[Dataset entries]
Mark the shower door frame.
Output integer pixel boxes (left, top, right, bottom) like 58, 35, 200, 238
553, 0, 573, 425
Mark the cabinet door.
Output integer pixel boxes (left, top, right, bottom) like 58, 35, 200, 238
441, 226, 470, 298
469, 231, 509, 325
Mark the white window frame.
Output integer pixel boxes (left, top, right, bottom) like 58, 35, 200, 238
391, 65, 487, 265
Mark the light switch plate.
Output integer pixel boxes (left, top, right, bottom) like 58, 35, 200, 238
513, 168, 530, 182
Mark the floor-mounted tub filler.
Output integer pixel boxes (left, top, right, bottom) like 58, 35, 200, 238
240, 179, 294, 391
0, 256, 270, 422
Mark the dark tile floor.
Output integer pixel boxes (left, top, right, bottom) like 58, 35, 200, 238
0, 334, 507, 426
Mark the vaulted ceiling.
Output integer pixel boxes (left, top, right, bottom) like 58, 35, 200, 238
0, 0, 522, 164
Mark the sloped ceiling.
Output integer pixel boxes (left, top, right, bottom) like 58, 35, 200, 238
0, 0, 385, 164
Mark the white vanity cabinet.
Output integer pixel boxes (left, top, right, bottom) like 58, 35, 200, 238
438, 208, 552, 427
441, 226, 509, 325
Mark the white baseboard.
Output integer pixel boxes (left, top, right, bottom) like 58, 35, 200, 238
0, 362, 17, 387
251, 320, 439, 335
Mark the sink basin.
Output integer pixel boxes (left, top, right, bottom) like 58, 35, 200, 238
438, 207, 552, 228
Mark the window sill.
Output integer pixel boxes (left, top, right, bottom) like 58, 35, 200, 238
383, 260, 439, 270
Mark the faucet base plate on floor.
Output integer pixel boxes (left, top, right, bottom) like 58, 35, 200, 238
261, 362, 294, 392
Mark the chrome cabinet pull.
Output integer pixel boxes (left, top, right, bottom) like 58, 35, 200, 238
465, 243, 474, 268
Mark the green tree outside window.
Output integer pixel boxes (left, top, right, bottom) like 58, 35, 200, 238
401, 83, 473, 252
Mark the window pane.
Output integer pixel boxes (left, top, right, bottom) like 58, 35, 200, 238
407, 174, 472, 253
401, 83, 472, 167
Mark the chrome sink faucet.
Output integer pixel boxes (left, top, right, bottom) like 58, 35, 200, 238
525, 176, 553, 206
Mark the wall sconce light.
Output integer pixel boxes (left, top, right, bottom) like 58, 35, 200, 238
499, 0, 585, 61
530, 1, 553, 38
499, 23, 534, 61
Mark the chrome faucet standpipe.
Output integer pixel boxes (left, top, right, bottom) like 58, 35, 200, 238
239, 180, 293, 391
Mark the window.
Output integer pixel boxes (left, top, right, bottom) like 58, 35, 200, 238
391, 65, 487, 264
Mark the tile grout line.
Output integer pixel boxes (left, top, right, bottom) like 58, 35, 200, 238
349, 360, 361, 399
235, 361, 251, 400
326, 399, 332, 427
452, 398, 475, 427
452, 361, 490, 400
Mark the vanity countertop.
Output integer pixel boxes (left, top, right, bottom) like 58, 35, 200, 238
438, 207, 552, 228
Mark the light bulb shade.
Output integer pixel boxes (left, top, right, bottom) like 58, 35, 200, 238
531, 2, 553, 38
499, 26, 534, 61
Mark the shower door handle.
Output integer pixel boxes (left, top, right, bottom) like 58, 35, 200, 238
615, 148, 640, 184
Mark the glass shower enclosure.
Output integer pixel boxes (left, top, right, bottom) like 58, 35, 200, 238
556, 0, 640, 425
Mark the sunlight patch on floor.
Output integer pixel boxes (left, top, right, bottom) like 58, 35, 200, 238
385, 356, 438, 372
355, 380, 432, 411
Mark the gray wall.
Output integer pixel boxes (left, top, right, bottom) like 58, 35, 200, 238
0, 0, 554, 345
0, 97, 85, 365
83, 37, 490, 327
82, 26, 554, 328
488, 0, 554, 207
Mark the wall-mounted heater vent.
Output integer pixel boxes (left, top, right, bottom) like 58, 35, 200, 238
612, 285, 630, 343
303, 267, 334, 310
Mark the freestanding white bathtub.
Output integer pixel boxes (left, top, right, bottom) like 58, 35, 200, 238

WHAT IS EXPECTED: Reproduce every line in the records above that contains the word "faucet".

EXERCISE SOLUTION:
Mark the faucet base plate on floor.
Mark the chrome sink faucet.
Mark the chrome faucet standpipe.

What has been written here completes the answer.